WRITTEN REQUEST 1 - Please restate the submarine blog post, covering everything from "Wednesday, May 19, 2010" down to "not be publicized.", and swap "Security Council" for "United Nations Security Council".
WRITTEN REQUEST 2 -
Answer these questions on the submarine blog post:
(a) On what date was the post published?
(b) The South Korean government blamed North Korea for sinking which ship?
(c) What does the post call the best defense against a well-handled submarine?

QUOTED TEXT -
____
Keeping the blogosphere posted on the goings on of the world of submarines since late 2004... and mocking and belittling general foolishness wherever it may be found. Idaho's first and foremost submarine blog. (If you don't like something on this blog, please E-mail me; don't call me at home.)

Wednesday, May 19, 2010

The Submarine Advantage

Now that the South Korean government has officially blamed North Korea for the sinking of ROKS Cheonan (PCC 772), we'll have to see how the situation plays out. My thoughts are that we'll see some arguments in the Security Council and a weak resolution passing with minimal sanctions, and sometime in the next couple years we'll see some North Korean vessels have "accidents" which may or may not be publicized.

Now that submarine torpedoes are in the news, expect more less-than-knowledgeable commentary like this post at the Human Events blog, which brings up not-infrequent meme that supercavitating torpedoes are a superweapon that can't be countered (and that they're somehow superior to regular homing torpedoes). The author also says:
The evolution of submarine warfare has been a cat-and-mouse game in which a technological advantage can turn the hunter into the hunted. The March 26 incident may now give the submarine the advantage.
As if that hasn't been the case for about 50 years. Sure, it helps skimmer morale to run exercises where they think they're actually tracking a submarine in real-world conditions, but the fact remains that the best defense against a well-handled submarine is another submarine (or a clever minefield). This incident only shows that even a crappy submarine is superior to most surface ships, especially unalerted ones.

[As always, in discussing this post please try to avoid any information not in the public domain.]

33 Comments:

Anonymous Pat said...

Yup! As a "skimmer" (SWO), though, I can assure you we had no illusion that we could track a competently handled submarine.
____
EXCERPTED RECORDS -
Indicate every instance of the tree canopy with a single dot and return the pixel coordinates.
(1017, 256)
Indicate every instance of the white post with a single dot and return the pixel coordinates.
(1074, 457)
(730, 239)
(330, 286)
____
WRITTEN RESPONSE 1 -
Wednesday, May 19, 2010

The Submarine Advantage

Now that the South Korean government has officially blamed North Korea for the sinking of ROKS Cheonan (PCC 772), we'll have to see how the situation plays out. My thoughts are that we'll see some arguments in the United Nations Security Council and a weak resolution passing with minimal sanctions, and sometime in the next couple years we'll see some North Korean vessels have "accidents" which may or may not be publicized.

WRITTEN RESPONSE 2 -
(a) Wednesday, May 19, 2010
(b) ROKS Cheonan (PCC 772)
(c) Another submarine (or a clever minefield)